На следующий день я пошел, в какое учреждение — не помню. Туда раньше ходил дядя Алеша, и там меня обещали принять, не побоялись зачумленного.
— Вот он какой, княжеский сынок! — воскликнул начальник того учреждения, с самой доброжелательной улыбкой меня оглядывая.
Он сказал, что направляет меня в район (сейчас не помню куда), где позарез нужен дорожный техник. Смазливая девушка взяла мои справки, чтобы оформить меня на работу. Стреляя в меня глазками, она вручила мне простенькую, в несколько вопросов, анкету. Я подумал-подумал, раз мое княжество никого не испугало, то на вопрос "социальное происхождение" написал: «дворянин». Несмотря ни на что, я продолжал гордиться тем сословием, к которому принадлежал первые восемь лет своей жизни.
---
Условие задания:
Определите, согласуются ли с отрывком следующие утверждения. Для каждого ответьте «да» или «нет» и приведите дословно слова отрывка, которые это решают.
1. Рассказчик помнит, в какое учреждение он пошел.
2. Начальник учреждения оглядывал рассказчика с доброжелательной улыбкой.
3. В графе о социальном происхождении рассказчик написал «дворянин».
---
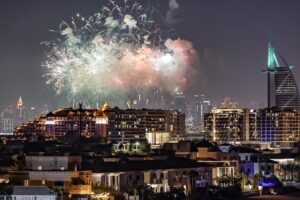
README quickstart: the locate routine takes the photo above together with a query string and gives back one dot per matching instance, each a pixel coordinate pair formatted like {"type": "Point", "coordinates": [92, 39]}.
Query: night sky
{"type": "Point", "coordinates": [231, 37]}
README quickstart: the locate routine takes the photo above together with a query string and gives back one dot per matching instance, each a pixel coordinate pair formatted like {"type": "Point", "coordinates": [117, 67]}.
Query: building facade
{"type": "Point", "coordinates": [274, 125]}
{"type": "Point", "coordinates": [113, 124]}
{"type": "Point", "coordinates": [229, 125]}
{"type": "Point", "coordinates": [282, 88]}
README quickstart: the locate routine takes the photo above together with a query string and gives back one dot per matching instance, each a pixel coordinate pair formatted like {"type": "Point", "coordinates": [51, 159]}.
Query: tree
{"type": "Point", "coordinates": [146, 192]}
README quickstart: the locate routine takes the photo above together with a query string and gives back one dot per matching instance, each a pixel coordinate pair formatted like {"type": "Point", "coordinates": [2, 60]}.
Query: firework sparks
{"type": "Point", "coordinates": [113, 54]}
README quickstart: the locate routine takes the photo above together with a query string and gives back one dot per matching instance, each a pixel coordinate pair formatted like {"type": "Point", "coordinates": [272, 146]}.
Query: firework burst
{"type": "Point", "coordinates": [115, 55]}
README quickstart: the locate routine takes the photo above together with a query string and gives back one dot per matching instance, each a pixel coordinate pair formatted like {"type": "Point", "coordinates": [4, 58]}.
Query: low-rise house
{"type": "Point", "coordinates": [32, 192]}
{"type": "Point", "coordinates": [159, 174]}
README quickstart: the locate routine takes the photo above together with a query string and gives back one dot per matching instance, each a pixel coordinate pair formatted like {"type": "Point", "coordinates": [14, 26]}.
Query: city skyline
{"type": "Point", "coordinates": [231, 56]}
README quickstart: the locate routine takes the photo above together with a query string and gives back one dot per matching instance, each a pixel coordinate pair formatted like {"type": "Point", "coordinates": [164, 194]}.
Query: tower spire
{"type": "Point", "coordinates": [19, 103]}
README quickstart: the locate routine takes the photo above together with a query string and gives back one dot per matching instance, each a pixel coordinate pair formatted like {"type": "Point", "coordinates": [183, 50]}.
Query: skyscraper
{"type": "Point", "coordinates": [282, 88]}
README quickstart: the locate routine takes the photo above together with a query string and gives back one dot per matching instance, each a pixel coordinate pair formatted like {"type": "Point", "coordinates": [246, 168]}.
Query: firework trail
{"type": "Point", "coordinates": [114, 55]}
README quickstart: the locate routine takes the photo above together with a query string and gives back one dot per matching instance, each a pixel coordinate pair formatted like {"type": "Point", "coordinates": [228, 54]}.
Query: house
{"type": "Point", "coordinates": [32, 193]}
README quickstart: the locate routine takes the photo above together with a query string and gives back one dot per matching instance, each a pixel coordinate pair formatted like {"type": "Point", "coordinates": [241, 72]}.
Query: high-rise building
{"type": "Point", "coordinates": [282, 88]}
{"type": "Point", "coordinates": [229, 125]}
{"type": "Point", "coordinates": [112, 123]}
{"type": "Point", "coordinates": [275, 125]}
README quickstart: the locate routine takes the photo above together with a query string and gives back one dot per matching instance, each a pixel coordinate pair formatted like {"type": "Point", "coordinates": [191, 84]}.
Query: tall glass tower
{"type": "Point", "coordinates": [282, 88]}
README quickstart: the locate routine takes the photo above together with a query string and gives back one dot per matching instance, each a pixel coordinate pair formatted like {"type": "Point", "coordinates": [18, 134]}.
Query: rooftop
{"type": "Point", "coordinates": [32, 190]}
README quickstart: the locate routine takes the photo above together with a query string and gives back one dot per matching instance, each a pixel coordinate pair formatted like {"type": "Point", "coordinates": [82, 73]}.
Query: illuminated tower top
{"type": "Point", "coordinates": [19, 103]}
{"type": "Point", "coordinates": [272, 58]}
{"type": "Point", "coordinates": [282, 88]}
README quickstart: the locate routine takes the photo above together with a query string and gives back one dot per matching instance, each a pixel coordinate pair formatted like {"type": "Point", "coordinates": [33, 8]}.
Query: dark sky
{"type": "Point", "coordinates": [231, 37]}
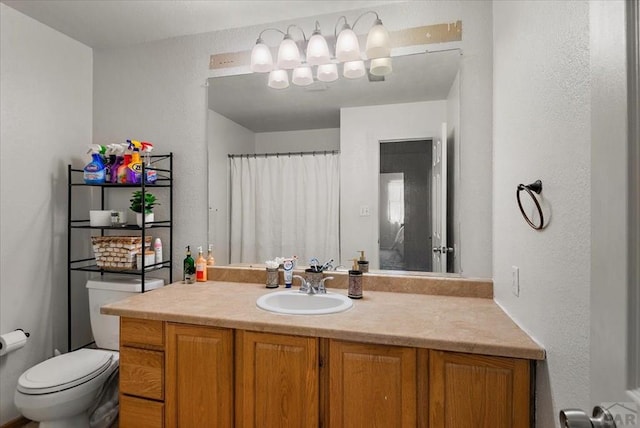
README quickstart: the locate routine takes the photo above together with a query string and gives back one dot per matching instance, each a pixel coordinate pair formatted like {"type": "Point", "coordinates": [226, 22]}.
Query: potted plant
{"type": "Point", "coordinates": [137, 204]}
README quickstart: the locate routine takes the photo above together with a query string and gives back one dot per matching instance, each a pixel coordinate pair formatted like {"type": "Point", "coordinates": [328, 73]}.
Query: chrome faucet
{"type": "Point", "coordinates": [311, 288]}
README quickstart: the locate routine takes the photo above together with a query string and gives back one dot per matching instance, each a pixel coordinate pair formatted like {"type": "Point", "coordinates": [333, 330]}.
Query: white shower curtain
{"type": "Point", "coordinates": [283, 206]}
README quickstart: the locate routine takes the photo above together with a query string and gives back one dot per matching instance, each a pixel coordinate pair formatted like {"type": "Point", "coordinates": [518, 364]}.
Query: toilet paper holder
{"type": "Point", "coordinates": [17, 329]}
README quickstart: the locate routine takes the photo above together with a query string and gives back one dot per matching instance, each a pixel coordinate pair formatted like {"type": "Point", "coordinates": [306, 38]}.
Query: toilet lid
{"type": "Point", "coordinates": [64, 371]}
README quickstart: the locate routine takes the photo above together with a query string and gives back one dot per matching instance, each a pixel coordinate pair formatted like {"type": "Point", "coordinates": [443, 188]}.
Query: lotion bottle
{"type": "Point", "coordinates": [201, 267]}
{"type": "Point", "coordinates": [363, 263]}
{"type": "Point", "coordinates": [355, 281]}
{"type": "Point", "coordinates": [211, 261]}
{"type": "Point", "coordinates": [157, 249]}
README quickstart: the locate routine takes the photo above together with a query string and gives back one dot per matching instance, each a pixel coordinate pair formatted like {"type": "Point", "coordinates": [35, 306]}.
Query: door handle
{"type": "Point", "coordinates": [575, 418]}
{"type": "Point", "coordinates": [442, 250]}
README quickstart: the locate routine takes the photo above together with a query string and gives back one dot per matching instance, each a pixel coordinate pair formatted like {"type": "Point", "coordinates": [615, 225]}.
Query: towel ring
{"type": "Point", "coordinates": [536, 186]}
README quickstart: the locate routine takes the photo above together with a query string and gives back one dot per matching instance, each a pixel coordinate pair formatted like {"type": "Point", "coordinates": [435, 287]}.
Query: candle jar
{"type": "Point", "coordinates": [272, 278]}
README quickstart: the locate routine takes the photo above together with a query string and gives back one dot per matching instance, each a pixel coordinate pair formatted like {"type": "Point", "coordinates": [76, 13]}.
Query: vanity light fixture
{"type": "Point", "coordinates": [347, 51]}
{"type": "Point", "coordinates": [328, 72]}
{"type": "Point", "coordinates": [278, 79]}
{"type": "Point", "coordinates": [302, 76]}
{"type": "Point", "coordinates": [318, 48]}
{"type": "Point", "coordinates": [353, 69]}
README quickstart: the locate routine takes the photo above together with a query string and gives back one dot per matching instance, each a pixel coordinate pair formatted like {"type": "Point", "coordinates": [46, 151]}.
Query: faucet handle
{"type": "Point", "coordinates": [304, 285]}
{"type": "Point", "coordinates": [322, 288]}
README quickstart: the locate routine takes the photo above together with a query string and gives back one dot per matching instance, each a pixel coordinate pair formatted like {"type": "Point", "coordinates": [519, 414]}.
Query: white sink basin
{"type": "Point", "coordinates": [293, 302]}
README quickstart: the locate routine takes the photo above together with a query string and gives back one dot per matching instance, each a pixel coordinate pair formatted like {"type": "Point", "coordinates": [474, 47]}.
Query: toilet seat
{"type": "Point", "coordinates": [64, 371]}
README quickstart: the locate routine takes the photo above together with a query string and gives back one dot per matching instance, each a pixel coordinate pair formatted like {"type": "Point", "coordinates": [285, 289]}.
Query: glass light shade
{"type": "Point", "coordinates": [261, 59]}
{"type": "Point", "coordinates": [381, 66]}
{"type": "Point", "coordinates": [288, 54]}
{"type": "Point", "coordinates": [347, 46]}
{"type": "Point", "coordinates": [317, 50]}
{"type": "Point", "coordinates": [278, 79]}
{"type": "Point", "coordinates": [302, 76]}
{"type": "Point", "coordinates": [353, 69]}
{"type": "Point", "coordinates": [327, 72]}
{"type": "Point", "coordinates": [378, 43]}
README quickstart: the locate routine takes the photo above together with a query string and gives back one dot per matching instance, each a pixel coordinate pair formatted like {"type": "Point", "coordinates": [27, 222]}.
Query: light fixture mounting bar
{"type": "Point", "coordinates": [414, 36]}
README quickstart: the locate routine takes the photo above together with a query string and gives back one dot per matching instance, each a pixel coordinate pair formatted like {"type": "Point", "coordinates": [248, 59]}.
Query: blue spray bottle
{"type": "Point", "coordinates": [94, 171]}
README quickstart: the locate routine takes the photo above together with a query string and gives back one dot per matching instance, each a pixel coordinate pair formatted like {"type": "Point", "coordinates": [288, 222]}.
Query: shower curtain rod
{"type": "Point", "coordinates": [313, 153]}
---
Ответ:
1. Нет: «в какое учреждение — не помню».
2. Да: «с самой доброжелательной улыбкой меня оглядывая».
3. Да: „на вопрос "социальное происхождение" написал: «дворянин»“.